## Task description
Extend the article on IBM Spectrum Scale (GPFS) below, starting right after its last sentence.

## Selected excerpt

## start

What is GPFS?

IBM Spectrum Scale, formerly the General Parallel File System (GPFS) is high-performance clustered file system software developed by IBM in 1998. It was originally designed to support high-streaming applications in the media and entertainment space. It can be deployed in shared-disk or shared-nothing distributed parallel modes, or a combination of these two. The predominant deployment is as a shared-disk solution utilizing SAN block storage for persistent storage.

Advantages of a Modern Parallel File System over GPFS

Although IBM Spectrum Scale (aka IBM GPFS) is a parallel file system, it was developed over 20 years ago to support the high throughput needs of multimedia applications. And for the subsequent 15+ years it was optimized to deliver the highest large file bandwidth performance from hard disk drives. But the world has changed dramatically in the last ten years, flash technology has revolutionized the data center and workloads have changed from large sequential to metadata intensive small File I/O intensive big data workloads. The technology designed and fine-tuned to solve streaming applications is not suitable for the age of big data and analytics. IBM continues to develop its Spectrum Scale product, yet the file system still can not deliver performance for small file, low latency, I/O intensive workloads.

## end

## Items
## start

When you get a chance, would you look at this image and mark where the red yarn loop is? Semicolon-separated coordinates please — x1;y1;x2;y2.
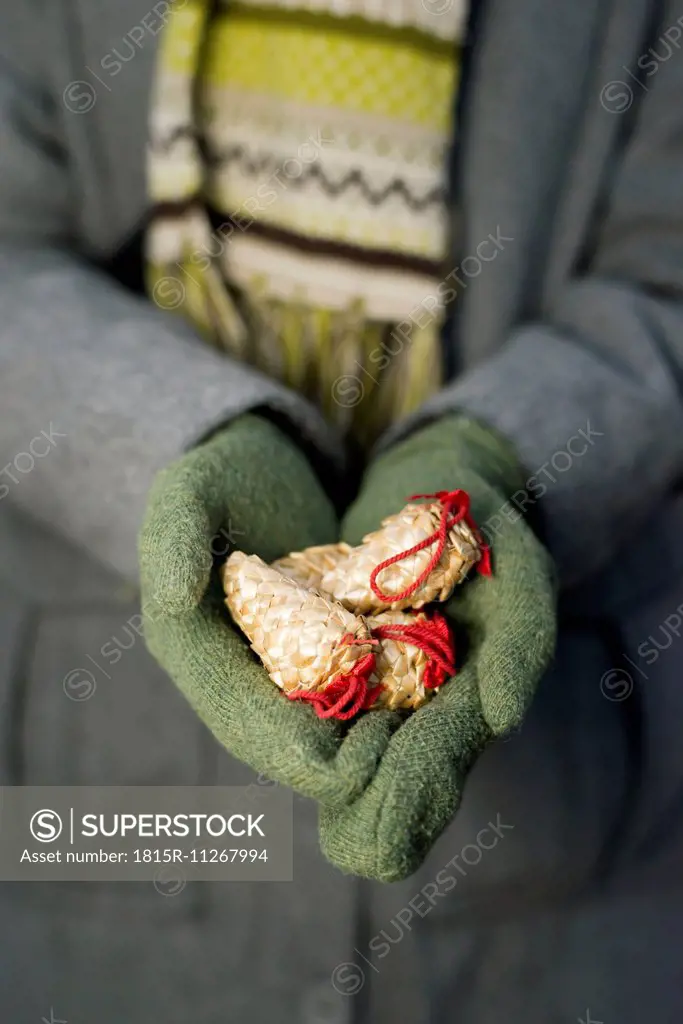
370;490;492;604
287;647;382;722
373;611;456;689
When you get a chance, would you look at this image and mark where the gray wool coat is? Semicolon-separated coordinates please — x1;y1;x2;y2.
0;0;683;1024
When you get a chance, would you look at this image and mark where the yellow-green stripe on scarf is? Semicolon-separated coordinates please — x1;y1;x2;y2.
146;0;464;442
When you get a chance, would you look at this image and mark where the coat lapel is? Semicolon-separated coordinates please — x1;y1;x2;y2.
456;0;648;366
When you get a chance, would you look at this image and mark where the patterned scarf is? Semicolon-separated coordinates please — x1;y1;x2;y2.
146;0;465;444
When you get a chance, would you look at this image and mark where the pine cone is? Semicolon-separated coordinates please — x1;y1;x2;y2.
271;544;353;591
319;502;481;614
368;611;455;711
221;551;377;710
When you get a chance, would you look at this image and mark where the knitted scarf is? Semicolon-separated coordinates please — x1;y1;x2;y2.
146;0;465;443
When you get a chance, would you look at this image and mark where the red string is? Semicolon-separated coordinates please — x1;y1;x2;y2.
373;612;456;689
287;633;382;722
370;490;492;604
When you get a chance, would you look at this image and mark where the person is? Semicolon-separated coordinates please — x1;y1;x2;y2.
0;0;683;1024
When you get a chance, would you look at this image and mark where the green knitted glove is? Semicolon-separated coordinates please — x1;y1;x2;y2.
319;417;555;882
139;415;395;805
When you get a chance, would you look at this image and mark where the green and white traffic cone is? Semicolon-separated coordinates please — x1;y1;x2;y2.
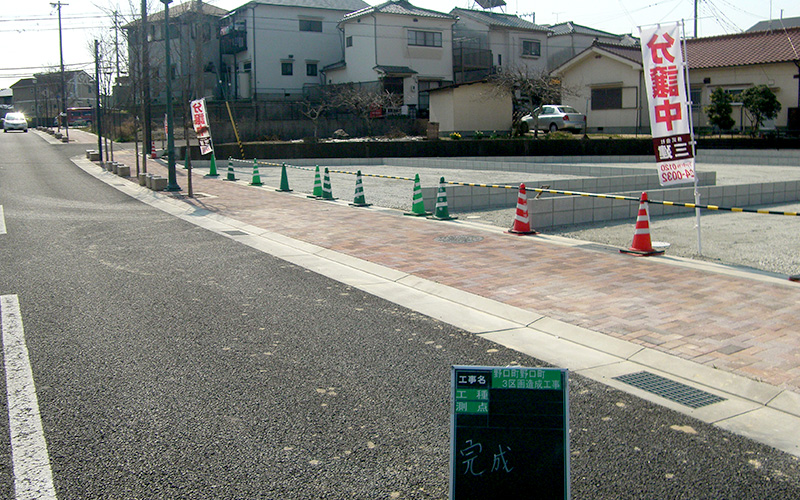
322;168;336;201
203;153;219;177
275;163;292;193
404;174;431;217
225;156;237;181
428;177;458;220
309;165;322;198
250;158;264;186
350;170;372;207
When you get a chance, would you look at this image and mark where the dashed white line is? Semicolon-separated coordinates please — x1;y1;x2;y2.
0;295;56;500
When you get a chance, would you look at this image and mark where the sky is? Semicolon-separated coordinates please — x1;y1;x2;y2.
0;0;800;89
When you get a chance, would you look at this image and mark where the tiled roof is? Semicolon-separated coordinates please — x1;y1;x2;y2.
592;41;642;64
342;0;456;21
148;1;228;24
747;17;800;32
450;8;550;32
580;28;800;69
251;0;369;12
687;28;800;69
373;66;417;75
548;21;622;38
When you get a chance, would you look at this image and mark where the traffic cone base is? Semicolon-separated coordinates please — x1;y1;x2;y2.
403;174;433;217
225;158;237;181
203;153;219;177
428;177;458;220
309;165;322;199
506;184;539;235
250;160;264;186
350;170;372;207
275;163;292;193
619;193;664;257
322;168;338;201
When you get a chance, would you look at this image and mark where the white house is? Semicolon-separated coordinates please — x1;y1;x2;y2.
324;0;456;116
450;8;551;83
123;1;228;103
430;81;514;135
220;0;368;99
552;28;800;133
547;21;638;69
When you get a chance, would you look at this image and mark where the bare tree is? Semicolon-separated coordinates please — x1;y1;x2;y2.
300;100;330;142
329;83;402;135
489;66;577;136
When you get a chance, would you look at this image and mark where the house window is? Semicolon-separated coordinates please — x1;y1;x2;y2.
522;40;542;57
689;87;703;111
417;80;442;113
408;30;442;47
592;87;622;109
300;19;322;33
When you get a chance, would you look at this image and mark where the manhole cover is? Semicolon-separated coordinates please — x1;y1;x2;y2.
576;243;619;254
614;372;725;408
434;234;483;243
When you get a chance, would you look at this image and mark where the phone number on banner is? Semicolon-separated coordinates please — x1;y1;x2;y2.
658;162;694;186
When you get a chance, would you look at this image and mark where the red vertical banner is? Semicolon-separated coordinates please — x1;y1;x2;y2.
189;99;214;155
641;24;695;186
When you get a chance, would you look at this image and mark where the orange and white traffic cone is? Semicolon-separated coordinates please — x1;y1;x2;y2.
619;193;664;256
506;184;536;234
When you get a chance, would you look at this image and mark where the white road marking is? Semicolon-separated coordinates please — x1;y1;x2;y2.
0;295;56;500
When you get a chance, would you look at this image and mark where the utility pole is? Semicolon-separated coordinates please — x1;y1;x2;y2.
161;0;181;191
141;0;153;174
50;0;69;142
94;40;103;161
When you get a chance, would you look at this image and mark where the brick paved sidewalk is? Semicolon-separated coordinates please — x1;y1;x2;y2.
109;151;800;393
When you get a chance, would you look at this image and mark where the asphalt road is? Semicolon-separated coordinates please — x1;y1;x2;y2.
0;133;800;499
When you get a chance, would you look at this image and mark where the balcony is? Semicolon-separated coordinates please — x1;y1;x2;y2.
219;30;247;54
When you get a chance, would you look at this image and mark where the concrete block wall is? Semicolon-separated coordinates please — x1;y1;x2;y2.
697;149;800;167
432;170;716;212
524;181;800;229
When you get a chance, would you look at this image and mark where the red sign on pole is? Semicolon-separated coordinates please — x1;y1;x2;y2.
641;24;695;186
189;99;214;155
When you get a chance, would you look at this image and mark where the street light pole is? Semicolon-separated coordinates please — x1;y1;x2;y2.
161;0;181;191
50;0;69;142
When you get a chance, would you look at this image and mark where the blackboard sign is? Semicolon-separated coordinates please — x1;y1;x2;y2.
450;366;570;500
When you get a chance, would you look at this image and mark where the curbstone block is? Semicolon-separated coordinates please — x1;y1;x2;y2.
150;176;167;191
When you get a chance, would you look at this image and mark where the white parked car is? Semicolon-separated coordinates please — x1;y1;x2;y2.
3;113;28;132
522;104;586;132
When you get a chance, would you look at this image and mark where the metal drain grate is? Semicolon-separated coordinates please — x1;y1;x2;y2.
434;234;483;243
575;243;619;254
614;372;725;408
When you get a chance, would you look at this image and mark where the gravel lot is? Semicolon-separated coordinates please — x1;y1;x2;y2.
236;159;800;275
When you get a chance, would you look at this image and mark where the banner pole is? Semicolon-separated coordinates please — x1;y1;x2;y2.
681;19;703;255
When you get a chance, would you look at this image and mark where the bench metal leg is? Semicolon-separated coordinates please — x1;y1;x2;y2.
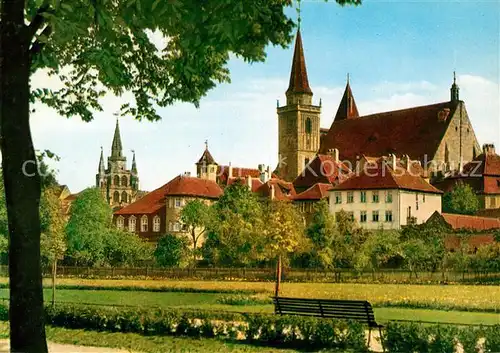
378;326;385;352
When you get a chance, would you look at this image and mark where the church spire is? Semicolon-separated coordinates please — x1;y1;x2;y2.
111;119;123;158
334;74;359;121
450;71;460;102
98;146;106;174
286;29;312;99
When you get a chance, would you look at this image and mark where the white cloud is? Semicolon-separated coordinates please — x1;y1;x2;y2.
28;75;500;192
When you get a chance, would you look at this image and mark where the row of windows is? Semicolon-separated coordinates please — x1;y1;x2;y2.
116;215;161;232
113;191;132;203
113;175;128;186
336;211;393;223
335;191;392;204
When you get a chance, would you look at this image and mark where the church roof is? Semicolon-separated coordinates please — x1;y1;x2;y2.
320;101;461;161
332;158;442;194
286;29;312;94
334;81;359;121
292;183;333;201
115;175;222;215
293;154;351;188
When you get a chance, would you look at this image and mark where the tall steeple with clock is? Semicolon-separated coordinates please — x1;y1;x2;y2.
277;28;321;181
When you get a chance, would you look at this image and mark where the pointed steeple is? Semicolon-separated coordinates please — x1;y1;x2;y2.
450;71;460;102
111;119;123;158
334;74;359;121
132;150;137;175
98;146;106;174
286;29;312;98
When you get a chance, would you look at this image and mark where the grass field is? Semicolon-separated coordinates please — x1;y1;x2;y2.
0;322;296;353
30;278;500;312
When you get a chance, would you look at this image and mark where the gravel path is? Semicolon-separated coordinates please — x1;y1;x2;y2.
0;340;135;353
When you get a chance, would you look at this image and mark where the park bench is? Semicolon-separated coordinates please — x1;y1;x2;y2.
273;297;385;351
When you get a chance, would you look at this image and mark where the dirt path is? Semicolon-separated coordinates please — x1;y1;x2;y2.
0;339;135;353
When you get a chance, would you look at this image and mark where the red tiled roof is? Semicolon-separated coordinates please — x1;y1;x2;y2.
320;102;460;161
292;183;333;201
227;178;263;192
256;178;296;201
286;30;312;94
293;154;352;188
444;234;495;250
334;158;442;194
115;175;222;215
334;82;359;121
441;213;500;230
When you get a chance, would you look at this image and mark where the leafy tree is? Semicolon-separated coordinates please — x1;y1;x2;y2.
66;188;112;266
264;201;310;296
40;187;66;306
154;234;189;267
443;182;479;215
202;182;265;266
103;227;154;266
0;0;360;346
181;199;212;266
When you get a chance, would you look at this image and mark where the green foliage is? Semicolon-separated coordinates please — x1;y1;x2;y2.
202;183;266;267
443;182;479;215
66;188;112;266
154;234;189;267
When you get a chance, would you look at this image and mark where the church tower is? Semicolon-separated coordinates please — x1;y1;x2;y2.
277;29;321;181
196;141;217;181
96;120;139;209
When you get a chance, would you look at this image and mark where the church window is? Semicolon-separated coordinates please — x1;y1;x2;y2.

## end

## The response
A modern parallel file system leverages new technologies such as NVMe, high speed low latency networking to service small file I/O in a massively parallel manner. In addition to managing small files efficiently, the metadata demands for AI and GPU workloads is orders of magnitude higher. A modern parallel file system utilizes a distributed metadata model where metadata is spread evenly across all the storage nodes and each node contains equal amounts of data and metadata. By contrast, the traditional GPFS model maintains metadata in separate metadata servers. This creates a performance bottleneck when the system contains millions of files.

Advantages of modern file systems

  • Best choice for GPU workloads which contain millions of files, large and small
  • Full featured, Easy to use, easy to manage, no need for specialized administrators to configure, manage and tune the storage system
  • High throughput, high IOPS, with ultra-low latency, fully saturating the network and delivering applications linear performance at exabyte scale, especially for mixed workloads

GPFS vs. Modern Parallel File System (WEKA)

 

Hardware Spectrum Scale (on ESS 3000) WEKA (COTS Hardware)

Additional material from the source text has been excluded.